— start STORED ROWS —
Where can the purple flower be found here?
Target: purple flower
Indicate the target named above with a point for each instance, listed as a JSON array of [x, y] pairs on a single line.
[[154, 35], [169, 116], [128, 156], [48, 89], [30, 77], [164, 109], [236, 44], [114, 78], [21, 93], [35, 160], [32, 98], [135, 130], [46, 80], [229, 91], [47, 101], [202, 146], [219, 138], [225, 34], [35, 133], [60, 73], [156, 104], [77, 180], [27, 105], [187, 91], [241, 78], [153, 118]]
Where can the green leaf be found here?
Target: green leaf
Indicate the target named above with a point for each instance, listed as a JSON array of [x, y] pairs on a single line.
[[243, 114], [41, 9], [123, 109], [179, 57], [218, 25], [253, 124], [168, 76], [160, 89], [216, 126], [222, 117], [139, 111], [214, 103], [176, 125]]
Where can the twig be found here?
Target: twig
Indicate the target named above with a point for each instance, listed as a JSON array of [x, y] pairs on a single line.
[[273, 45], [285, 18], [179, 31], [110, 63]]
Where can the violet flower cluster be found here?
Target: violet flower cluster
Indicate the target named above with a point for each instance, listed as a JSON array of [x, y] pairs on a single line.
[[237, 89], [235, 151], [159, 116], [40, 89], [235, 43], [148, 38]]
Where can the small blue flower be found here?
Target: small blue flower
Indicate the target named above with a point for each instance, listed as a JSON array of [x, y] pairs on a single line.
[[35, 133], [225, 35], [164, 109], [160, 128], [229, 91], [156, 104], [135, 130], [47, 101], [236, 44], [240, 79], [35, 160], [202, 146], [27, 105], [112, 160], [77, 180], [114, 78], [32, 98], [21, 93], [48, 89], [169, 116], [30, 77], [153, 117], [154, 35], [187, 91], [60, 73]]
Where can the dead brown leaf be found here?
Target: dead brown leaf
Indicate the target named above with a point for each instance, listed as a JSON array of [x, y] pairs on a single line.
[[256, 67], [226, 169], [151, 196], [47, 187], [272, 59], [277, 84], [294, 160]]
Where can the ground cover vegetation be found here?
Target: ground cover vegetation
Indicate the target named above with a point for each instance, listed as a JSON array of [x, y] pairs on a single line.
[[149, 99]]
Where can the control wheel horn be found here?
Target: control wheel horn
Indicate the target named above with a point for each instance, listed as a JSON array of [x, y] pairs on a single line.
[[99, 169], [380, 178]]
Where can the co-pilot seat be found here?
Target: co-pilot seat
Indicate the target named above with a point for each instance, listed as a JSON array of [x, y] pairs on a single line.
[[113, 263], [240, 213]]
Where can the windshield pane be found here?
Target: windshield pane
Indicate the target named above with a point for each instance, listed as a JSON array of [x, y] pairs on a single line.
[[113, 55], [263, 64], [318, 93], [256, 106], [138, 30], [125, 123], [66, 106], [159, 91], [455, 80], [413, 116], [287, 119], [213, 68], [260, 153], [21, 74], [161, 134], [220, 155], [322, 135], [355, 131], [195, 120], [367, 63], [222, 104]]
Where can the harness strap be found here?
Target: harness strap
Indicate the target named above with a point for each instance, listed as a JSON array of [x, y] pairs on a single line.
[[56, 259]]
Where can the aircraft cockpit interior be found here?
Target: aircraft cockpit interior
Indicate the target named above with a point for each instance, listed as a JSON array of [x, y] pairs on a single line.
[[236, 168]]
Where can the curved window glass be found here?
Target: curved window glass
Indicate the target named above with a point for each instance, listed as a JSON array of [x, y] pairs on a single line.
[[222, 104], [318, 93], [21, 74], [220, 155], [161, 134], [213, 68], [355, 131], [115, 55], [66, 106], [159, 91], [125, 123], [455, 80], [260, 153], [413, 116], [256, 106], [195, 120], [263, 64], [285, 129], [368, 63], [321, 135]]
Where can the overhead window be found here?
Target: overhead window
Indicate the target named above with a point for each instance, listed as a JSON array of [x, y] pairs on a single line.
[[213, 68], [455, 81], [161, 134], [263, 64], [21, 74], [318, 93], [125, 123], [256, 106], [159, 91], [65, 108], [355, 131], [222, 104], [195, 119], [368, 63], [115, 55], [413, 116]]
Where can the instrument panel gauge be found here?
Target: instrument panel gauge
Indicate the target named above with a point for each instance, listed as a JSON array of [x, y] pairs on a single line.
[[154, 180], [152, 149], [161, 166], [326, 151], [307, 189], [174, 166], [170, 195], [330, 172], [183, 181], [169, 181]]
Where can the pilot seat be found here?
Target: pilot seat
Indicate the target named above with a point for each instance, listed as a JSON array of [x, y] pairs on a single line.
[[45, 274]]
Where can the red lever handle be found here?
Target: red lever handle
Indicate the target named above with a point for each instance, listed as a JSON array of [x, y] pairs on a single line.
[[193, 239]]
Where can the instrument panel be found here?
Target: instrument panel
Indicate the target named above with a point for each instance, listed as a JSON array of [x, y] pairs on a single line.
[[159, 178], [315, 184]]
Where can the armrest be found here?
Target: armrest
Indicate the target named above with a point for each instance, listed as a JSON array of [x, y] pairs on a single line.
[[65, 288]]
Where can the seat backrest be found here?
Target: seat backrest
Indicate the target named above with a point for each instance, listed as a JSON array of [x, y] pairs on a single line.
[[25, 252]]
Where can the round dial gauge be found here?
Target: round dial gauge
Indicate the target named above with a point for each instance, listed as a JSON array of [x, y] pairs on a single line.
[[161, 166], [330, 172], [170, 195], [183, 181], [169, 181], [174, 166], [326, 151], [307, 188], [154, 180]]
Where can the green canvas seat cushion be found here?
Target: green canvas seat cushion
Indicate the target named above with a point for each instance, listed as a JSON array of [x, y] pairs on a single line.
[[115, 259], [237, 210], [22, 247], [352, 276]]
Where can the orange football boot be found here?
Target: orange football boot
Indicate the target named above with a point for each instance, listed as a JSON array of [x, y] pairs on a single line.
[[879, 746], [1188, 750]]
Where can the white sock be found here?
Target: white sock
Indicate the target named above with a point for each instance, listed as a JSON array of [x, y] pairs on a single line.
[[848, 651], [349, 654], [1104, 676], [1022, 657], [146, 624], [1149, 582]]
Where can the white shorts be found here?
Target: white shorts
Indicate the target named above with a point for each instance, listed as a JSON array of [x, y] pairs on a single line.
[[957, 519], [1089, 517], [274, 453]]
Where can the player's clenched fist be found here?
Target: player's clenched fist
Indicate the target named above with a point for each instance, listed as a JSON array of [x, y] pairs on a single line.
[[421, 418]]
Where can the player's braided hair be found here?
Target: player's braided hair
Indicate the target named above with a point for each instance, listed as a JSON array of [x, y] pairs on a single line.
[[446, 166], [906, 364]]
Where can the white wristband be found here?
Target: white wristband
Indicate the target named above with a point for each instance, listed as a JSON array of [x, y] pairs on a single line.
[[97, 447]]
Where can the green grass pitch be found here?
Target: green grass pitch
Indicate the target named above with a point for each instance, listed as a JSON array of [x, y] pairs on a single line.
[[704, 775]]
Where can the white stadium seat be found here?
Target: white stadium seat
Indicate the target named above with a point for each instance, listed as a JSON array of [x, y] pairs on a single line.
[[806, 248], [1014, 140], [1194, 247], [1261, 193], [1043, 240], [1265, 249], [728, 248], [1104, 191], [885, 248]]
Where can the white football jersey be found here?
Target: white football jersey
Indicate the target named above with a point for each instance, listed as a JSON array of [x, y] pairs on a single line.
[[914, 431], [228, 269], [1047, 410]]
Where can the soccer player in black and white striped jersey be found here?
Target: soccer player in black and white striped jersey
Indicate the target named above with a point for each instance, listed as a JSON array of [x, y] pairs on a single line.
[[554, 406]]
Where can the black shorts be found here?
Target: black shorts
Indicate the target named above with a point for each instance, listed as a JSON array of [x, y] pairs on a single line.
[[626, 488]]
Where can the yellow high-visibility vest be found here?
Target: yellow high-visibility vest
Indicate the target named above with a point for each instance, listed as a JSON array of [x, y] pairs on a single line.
— end STORED ROWS —
SET TASK: Exactly repeat the lines from the line that contains "Where can the white wristband be found here?" to the end of the entries, both included, and leave out all other lines.

TASK RESPONSE:
Where can the white wristband be found here?
Target: white wristband
Indicate the target named above with a point for each instance, listed as a JSON array of [x, y] pairs on a single line.
[[97, 447]]
Where can the green grass pitch be found here?
Target: green grass pitch
Indicate the target named above with a point for each instance, listed as a JSON array of [x, y] pairs on a single line.
[[704, 775]]
Where can the white stadium seat be found here?
Target: white stadium seat
Indicate the target named above with a point for each instance, listed as a JSON array of [x, y] pairs on a single line.
[[806, 248], [1014, 140], [1194, 247], [1261, 193], [1043, 240], [1265, 249], [728, 248], [1104, 191], [885, 248]]
Where can the white football jersey be found here?
Target: white football jersey
Indicate the target named above with a point for each instance, listed as a JSON array of [x, y] pairs on a single line.
[[914, 431], [228, 269], [1047, 410]]
Where can the soccer player in black and white striped jersey be found here?
Target: soccer player in black and white striped jersey
Indicate the target named above with a point for each instance, listed as a JSON array of [x, y] pairs on a single line.
[[554, 406]]
Where can the black shorts be found here?
Target: black shorts
Indicate the target named above with a point for each instance, listed as a JSON array of [x, y] pairs on a single line.
[[626, 488]]
Where can the yellow high-visibility vest be found here?
Target: yellow high-visibility vest
Indicate the target named above with a point for each instance, listed as a JSON array of [x, y] pairs on a single line.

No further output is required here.